_JOB:_ Render the entries from the line containing "Batch job #47 — class: wide-brimmed" through the line containing "192;187;208;196" as a Markdown table with the columns Row and Line. Number each row and leave out any blank lines.

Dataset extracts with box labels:
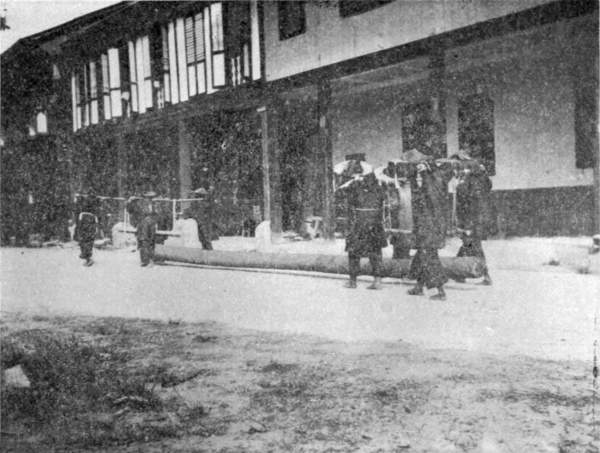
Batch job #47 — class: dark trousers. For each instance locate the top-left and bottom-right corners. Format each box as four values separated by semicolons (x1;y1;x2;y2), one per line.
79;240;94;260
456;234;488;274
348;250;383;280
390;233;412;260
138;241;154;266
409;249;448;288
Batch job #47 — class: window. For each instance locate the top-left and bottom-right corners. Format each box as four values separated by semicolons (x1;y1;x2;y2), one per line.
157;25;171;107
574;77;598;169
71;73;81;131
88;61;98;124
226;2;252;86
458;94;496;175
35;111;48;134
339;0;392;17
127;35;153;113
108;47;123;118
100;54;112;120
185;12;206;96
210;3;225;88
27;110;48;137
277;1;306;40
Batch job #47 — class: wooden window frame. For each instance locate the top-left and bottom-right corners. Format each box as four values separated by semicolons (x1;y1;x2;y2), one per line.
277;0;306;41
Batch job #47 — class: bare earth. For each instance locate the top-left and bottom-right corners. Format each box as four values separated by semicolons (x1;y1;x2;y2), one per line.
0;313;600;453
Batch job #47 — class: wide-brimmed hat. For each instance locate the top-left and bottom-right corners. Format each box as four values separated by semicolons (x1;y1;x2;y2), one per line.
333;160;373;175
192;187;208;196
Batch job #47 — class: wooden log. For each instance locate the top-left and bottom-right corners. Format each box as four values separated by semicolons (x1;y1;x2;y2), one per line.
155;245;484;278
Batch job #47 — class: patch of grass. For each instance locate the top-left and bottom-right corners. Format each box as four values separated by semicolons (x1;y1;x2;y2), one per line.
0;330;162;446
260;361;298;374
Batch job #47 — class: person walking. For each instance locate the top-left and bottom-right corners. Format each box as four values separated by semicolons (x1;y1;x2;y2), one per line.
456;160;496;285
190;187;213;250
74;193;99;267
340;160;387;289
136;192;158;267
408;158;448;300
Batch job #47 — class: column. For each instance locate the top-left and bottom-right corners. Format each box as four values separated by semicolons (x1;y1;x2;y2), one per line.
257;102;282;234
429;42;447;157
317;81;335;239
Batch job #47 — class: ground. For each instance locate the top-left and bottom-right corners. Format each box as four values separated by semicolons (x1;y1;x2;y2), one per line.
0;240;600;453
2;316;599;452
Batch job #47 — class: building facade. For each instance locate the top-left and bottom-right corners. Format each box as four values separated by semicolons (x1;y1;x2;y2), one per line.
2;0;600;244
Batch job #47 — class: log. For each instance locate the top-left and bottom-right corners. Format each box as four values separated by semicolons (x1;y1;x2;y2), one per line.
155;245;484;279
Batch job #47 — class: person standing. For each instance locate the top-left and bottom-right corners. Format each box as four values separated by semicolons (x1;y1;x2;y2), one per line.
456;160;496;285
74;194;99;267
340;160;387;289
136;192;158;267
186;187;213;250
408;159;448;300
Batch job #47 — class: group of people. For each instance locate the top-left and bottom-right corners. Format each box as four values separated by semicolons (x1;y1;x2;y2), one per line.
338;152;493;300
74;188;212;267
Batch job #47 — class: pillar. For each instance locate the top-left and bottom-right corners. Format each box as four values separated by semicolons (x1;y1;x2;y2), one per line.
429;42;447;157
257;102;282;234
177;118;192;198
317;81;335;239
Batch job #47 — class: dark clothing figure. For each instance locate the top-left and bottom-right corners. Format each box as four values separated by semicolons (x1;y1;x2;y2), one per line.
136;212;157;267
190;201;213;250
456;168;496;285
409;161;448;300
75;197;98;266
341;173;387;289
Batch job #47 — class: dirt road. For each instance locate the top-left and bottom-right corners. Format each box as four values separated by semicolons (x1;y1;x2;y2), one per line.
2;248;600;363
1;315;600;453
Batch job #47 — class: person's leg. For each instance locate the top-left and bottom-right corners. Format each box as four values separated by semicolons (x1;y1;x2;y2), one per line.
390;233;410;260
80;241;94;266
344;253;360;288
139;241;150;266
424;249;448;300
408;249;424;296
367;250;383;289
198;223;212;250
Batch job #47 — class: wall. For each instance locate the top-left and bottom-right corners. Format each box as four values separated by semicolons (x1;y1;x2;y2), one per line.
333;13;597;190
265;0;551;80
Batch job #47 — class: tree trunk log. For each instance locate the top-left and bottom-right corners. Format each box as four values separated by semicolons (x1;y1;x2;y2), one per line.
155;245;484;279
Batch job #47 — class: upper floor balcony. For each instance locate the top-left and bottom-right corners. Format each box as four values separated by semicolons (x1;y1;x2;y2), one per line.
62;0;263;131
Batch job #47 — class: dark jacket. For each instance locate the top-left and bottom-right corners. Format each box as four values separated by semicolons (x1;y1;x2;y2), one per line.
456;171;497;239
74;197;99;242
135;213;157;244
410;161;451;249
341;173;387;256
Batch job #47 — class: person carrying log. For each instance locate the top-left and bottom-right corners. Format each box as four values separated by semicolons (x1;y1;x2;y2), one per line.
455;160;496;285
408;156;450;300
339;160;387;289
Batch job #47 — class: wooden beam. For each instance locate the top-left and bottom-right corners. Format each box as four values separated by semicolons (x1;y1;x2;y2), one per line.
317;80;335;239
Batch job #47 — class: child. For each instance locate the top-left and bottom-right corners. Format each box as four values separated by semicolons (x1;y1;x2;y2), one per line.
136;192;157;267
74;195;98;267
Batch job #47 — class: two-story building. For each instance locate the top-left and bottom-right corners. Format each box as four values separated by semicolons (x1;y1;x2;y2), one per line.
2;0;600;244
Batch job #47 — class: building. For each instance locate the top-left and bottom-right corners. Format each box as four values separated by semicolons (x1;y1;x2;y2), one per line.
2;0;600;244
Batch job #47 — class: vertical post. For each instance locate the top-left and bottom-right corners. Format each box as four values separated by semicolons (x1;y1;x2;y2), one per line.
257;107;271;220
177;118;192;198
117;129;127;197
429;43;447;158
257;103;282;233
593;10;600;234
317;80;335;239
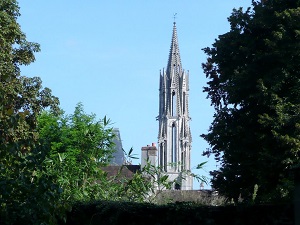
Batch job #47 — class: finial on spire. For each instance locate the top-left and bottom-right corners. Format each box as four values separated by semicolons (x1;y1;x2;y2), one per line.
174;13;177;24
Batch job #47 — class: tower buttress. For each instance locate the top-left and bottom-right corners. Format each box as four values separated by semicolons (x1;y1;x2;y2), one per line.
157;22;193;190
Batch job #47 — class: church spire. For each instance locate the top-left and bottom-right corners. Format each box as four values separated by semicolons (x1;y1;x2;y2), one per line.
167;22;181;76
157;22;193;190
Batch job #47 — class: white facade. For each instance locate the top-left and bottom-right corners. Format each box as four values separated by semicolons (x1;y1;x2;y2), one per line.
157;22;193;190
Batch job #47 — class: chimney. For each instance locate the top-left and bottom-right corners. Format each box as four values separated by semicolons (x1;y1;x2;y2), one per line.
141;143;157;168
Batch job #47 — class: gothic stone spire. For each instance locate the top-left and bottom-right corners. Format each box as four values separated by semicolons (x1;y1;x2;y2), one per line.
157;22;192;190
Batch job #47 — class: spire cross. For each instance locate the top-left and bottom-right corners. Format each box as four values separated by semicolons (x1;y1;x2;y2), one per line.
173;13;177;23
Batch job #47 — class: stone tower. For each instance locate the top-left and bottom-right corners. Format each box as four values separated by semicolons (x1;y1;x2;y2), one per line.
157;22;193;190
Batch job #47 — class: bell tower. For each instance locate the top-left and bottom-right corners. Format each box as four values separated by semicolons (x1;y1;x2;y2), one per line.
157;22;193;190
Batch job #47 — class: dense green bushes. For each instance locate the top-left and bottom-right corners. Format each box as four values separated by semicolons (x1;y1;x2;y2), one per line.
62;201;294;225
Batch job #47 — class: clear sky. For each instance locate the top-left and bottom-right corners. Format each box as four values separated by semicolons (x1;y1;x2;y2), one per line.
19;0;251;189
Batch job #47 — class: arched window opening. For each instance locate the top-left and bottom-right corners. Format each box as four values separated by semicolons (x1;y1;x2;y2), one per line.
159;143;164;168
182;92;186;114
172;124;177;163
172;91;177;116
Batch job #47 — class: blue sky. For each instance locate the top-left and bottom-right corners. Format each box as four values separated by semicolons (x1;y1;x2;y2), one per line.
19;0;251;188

_EXERCISE RESULT:_
| Row | Line |
|---|---|
| 1 | Batch job #47 — class: wide-brimmed hat. For each instance locate the top-left and bottom-right corners. Format each box as four values separated by semicolons (x1;y1;x2;y2), one per line. |
| 2 | 333;160;373;175 |
| 3 | 192;187;208;196 |